- **What is required**: Copy the records from the line containing "Task: point at the corrugated" through the line containing "(130, 1185)", both included, with requests kept. Multiply every point coordinate in the answers by 0.85 and round to whole numbers with halves rounded up, leaving the requests and their sample coordinates unchanged.

- **Object position labeling records**:
** BEGIN **
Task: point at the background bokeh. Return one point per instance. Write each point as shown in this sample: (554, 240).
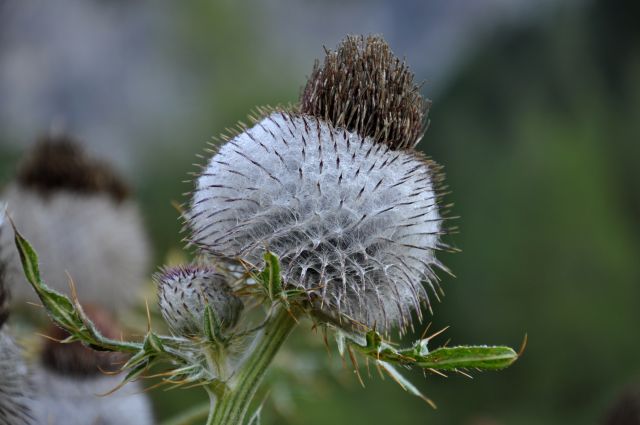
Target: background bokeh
(535, 117)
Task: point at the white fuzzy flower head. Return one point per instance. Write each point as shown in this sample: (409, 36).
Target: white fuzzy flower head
(16, 392)
(77, 214)
(185, 291)
(355, 224)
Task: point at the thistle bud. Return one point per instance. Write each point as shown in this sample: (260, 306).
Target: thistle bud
(77, 213)
(364, 88)
(184, 293)
(354, 223)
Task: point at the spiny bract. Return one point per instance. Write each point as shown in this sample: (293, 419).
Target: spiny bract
(355, 224)
(185, 291)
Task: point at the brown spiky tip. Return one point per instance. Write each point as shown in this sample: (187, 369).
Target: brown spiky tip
(75, 359)
(364, 88)
(59, 163)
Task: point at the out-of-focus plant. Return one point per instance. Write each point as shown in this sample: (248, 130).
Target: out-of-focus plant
(322, 212)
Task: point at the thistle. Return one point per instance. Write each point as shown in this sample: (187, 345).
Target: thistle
(16, 391)
(323, 212)
(363, 87)
(184, 293)
(354, 224)
(79, 212)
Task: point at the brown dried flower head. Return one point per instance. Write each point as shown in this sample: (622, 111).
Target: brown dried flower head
(364, 88)
(59, 163)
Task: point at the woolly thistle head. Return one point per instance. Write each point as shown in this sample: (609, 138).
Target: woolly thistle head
(77, 213)
(355, 224)
(364, 88)
(185, 291)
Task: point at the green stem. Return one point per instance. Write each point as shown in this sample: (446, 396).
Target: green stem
(232, 406)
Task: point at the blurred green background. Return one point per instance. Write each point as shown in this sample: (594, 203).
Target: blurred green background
(536, 117)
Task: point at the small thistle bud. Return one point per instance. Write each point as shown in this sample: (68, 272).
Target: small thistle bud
(185, 291)
(77, 214)
(355, 224)
(364, 88)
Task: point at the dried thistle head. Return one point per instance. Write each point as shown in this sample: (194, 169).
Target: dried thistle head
(364, 88)
(356, 225)
(59, 163)
(185, 291)
(76, 212)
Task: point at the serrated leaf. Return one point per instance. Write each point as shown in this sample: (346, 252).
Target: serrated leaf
(212, 325)
(271, 278)
(403, 382)
(469, 357)
(255, 418)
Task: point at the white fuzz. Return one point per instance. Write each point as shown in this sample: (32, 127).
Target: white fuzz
(63, 400)
(16, 399)
(185, 291)
(355, 224)
(100, 243)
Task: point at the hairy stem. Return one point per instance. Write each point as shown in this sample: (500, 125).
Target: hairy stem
(232, 406)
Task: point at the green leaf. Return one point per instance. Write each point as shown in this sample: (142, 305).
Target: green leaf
(403, 382)
(271, 278)
(212, 325)
(65, 312)
(469, 357)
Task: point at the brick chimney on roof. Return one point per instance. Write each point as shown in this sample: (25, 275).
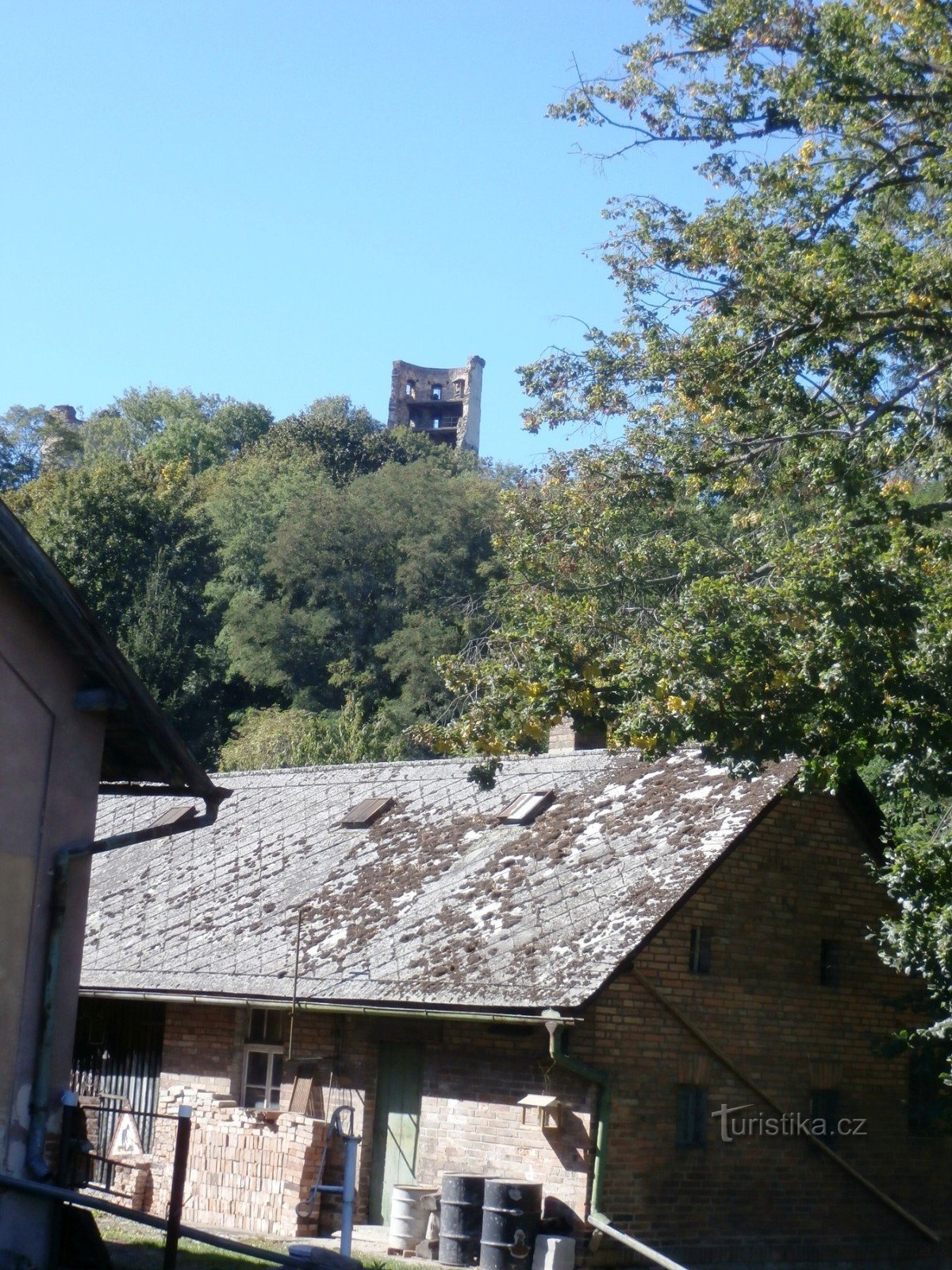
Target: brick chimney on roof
(565, 737)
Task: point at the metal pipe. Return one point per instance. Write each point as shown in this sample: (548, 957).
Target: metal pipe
(42, 1066)
(179, 1172)
(555, 1024)
(347, 1208)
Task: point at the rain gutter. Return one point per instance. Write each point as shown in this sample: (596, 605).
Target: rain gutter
(44, 1062)
(325, 1007)
(555, 1024)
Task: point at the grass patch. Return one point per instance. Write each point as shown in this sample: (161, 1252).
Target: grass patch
(135, 1248)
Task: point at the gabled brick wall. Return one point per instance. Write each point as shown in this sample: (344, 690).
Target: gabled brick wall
(797, 879)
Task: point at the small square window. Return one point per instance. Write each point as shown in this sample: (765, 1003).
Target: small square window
(700, 952)
(266, 1026)
(263, 1073)
(930, 1096)
(692, 1117)
(829, 963)
(824, 1113)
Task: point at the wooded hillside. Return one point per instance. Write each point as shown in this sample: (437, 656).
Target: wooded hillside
(282, 587)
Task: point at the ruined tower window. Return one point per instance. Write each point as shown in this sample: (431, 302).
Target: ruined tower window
(829, 963)
(692, 1117)
(700, 952)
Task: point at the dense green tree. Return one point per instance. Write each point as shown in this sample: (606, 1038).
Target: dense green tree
(785, 362)
(300, 738)
(141, 554)
(785, 355)
(201, 431)
(347, 440)
(19, 444)
(355, 588)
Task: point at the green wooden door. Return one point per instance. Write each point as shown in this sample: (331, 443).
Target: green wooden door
(397, 1124)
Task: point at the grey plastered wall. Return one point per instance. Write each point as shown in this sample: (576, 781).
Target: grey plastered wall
(50, 762)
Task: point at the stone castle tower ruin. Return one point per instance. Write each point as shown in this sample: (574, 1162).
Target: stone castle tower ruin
(442, 403)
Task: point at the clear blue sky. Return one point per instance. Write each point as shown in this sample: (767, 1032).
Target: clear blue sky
(274, 200)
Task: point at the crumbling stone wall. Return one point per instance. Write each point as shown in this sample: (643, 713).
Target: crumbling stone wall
(446, 404)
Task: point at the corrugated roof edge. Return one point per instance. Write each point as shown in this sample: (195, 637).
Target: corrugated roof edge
(86, 639)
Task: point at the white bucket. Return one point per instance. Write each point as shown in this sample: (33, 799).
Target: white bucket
(554, 1253)
(409, 1210)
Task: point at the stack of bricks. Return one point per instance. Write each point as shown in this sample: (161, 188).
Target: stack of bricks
(247, 1170)
(130, 1185)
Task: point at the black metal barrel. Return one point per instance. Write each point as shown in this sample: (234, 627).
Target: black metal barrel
(460, 1219)
(511, 1216)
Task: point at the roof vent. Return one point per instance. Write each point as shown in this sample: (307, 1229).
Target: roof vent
(363, 816)
(527, 806)
(175, 816)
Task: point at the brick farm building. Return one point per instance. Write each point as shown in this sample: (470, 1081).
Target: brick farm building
(636, 945)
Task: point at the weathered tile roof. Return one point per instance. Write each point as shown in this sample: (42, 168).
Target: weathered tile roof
(437, 903)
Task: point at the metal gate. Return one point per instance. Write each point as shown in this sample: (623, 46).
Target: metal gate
(117, 1060)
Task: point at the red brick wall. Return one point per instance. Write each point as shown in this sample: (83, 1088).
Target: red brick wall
(471, 1122)
(795, 880)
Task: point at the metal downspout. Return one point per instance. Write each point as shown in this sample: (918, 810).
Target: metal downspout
(555, 1026)
(42, 1067)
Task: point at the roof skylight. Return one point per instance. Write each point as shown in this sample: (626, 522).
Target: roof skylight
(527, 806)
(363, 816)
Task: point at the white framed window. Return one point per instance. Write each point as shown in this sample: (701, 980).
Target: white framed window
(264, 1060)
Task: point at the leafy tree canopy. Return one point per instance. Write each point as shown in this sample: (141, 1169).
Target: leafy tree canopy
(778, 571)
(141, 554)
(355, 588)
(300, 738)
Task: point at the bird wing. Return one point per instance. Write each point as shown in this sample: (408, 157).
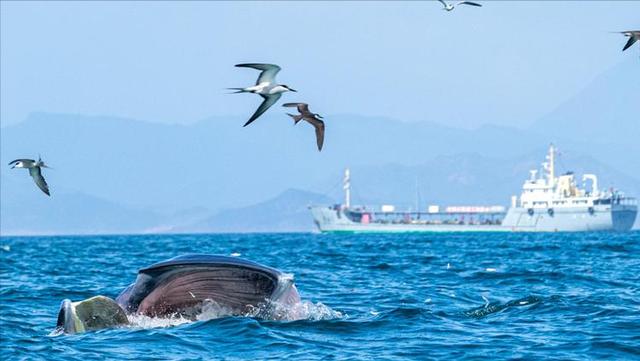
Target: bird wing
(468, 3)
(269, 100)
(268, 74)
(632, 39)
(319, 125)
(22, 160)
(36, 174)
(302, 107)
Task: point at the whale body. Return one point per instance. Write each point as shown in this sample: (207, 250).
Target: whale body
(183, 286)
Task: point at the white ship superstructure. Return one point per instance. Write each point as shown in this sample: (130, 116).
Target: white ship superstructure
(547, 204)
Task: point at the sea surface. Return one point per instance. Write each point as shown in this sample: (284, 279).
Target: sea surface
(367, 296)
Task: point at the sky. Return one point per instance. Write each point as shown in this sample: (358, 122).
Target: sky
(507, 63)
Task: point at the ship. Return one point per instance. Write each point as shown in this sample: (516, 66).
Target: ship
(547, 203)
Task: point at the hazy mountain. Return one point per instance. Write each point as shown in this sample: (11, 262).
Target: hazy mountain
(285, 213)
(467, 179)
(26, 210)
(121, 175)
(218, 164)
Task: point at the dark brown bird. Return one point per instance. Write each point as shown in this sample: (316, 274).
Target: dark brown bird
(633, 35)
(312, 118)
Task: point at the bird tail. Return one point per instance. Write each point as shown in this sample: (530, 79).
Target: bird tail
(296, 118)
(237, 90)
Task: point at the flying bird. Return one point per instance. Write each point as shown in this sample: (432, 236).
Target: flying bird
(452, 6)
(311, 118)
(265, 86)
(634, 35)
(34, 171)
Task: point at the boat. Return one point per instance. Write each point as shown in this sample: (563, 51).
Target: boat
(547, 203)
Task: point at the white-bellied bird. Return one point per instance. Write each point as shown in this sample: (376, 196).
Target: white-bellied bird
(452, 6)
(311, 118)
(634, 35)
(34, 170)
(265, 86)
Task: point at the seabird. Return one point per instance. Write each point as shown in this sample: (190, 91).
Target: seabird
(312, 118)
(34, 171)
(452, 6)
(265, 86)
(633, 35)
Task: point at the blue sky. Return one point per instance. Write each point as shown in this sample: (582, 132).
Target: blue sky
(506, 63)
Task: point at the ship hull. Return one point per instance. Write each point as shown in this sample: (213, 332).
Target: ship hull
(570, 219)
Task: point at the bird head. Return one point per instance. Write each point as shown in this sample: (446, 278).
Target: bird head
(287, 87)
** END **
- **Task solution**:
Task: point at the corrugated roof edge. Return one point per instance. Write each point as shown in this sample: (195, 637).
Target: corrugated roof edge
(73, 543)
Task: point at the white bucket. Return one point per instance. Write each point as shown in this sample: (33, 799).
Target: white bucket
(471, 1065)
(348, 1029)
Task: point at the stack of bricks. Return one point per instance. Write each point as shown in this sample: (161, 188).
Target: stack of bricks
(210, 995)
(111, 1007)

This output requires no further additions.